*Required work:* Leaving the pictures aside, return the listing exactly as it appears.

*Material for the task:*
· · · ·
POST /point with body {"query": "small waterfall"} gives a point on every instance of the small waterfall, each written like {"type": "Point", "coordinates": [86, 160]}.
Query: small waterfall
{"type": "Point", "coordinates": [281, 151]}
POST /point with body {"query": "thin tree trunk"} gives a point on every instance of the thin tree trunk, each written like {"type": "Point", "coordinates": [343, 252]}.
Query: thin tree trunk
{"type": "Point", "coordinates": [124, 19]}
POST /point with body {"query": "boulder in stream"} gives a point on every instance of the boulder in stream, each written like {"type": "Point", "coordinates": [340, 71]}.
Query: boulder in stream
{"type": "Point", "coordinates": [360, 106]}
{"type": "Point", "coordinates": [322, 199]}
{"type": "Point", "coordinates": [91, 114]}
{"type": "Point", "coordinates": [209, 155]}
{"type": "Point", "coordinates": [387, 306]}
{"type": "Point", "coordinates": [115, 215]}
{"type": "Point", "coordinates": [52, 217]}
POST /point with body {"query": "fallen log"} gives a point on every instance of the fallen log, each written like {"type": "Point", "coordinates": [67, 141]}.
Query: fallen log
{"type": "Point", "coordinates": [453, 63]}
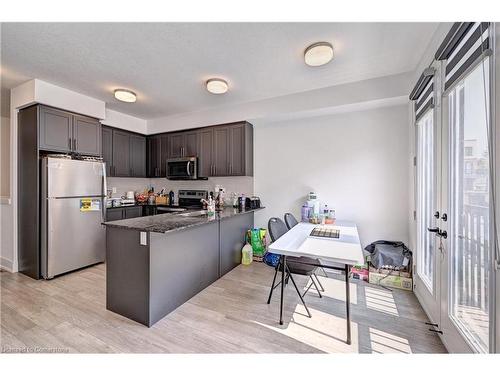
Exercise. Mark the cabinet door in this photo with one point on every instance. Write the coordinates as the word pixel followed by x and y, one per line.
pixel 56 130
pixel 164 154
pixel 153 161
pixel 191 143
pixel 131 212
pixel 107 149
pixel 176 145
pixel 221 151
pixel 137 156
pixel 114 214
pixel 237 150
pixel 205 148
pixel 86 135
pixel 121 153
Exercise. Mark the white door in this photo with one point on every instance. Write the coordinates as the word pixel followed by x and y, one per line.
pixel 467 271
pixel 427 280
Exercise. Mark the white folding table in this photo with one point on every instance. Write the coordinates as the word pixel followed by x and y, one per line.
pixel 333 253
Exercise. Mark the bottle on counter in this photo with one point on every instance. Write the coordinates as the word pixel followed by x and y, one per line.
pixel 246 254
pixel 211 206
pixel 241 202
pixel 234 198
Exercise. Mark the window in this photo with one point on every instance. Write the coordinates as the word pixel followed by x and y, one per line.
pixel 470 252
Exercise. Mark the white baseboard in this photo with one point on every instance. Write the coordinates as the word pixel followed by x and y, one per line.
pixel 6 264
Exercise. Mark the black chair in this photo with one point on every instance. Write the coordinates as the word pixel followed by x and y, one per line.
pixel 291 221
pixel 277 228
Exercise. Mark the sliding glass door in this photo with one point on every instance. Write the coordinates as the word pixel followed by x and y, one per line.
pixel 427 271
pixel 469 260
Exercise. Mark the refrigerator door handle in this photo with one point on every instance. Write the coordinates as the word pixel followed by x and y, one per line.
pixel 104 193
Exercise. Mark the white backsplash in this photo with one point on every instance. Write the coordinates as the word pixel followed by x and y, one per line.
pixel 124 184
pixel 231 184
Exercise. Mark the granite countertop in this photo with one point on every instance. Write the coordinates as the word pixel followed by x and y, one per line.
pixel 142 204
pixel 168 222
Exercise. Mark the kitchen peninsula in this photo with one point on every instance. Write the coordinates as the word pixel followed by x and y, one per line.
pixel 156 263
· · · ·
*Answer section:*
POST /point with body {"query": "small waterfall"} gives a point on every instance of the small waterfall, each written like {"type": "Point", "coordinates": [86, 160]}.
Query: small waterfall
{"type": "Point", "coordinates": [281, 151]}
POST /point with body {"query": "thin tree trunk"} gives a point on every instance of the thin tree trunk, each written like {"type": "Point", "coordinates": [343, 252]}.
Query: thin tree trunk
{"type": "Point", "coordinates": [124, 19]}
POST /point with body {"query": "boulder in stream"} gives a point on every instance of the boulder in stream, each written like {"type": "Point", "coordinates": [340, 71]}.
Query: boulder in stream
{"type": "Point", "coordinates": [360, 106]}
{"type": "Point", "coordinates": [322, 199]}
{"type": "Point", "coordinates": [91, 114]}
{"type": "Point", "coordinates": [209, 155]}
{"type": "Point", "coordinates": [387, 306]}
{"type": "Point", "coordinates": [115, 215]}
{"type": "Point", "coordinates": [52, 217]}
POST /point with body {"query": "fallen log"} gives a point on every instance of the fallen log, each written like {"type": "Point", "coordinates": [67, 141]}.
Query: fallen log
{"type": "Point", "coordinates": [453, 63]}
Exercise. Mark the cabinet door in this photo with one point on every instance. Write the coordinates as the word pixel followed by x and y, one per line.
pixel 56 130
pixel 164 154
pixel 153 161
pixel 191 143
pixel 131 212
pixel 107 149
pixel 176 145
pixel 221 151
pixel 137 156
pixel 114 214
pixel 237 150
pixel 205 148
pixel 86 135
pixel 121 153
Exercise. Mark the white door in this photo with one point on every instance. Write the coordinates as the word pixel followed by x and y, one per line.
pixel 467 271
pixel 427 280
Exercise. Mark the white folding table in this photo with one point on every instance. Write the coordinates as the word pixel followed by x and y, one per line.
pixel 333 253
Exercise. Mark the bottle on counter in this photo with one point on every instance. Write the coordinates as the word pixel followed by x and y, one per line.
pixel 246 254
pixel 211 206
pixel 241 202
pixel 234 198
Exercise. Mark the window in this photo with one point on every instance. Write the coordinates as the word pixel followed by x and y, one per line.
pixel 470 252
Exercise. Mark the white baseboard in this photo with one point on every instance. Write the coordinates as the word pixel followed by x and y, one per line.
pixel 6 264
Exercise. Mark the black chair in this photo with one point on every instance. Write the coordinates as the word pixel followed by x and y, one per line.
pixel 291 221
pixel 277 228
Exercise. Mark the sliding glass door in this photo with one point on every instance. Write the coordinates as the word pixel followed by x and y, one per line.
pixel 427 271
pixel 469 260
Exercise. Mark the refrigerator door handle in this photo with one point on every instance. Write the coordinates as the word pixel followed by x and y, one per line.
pixel 104 193
Exercise. Mark the white backsplash in this photo with one point on every instance. Write the coordinates as the word pixel followed by x and y, one per line.
pixel 124 184
pixel 231 184
Exercise. Mark the granite countertop in this photo with one point on every instance. Write the coordinates as the word pixel followed by x and y, one per line.
pixel 142 204
pixel 168 222
Exercise. Mark the kitchen peninsula in this photo with one point on every instance. Write the coordinates as the word pixel followed by x and y, one per line.
pixel 156 263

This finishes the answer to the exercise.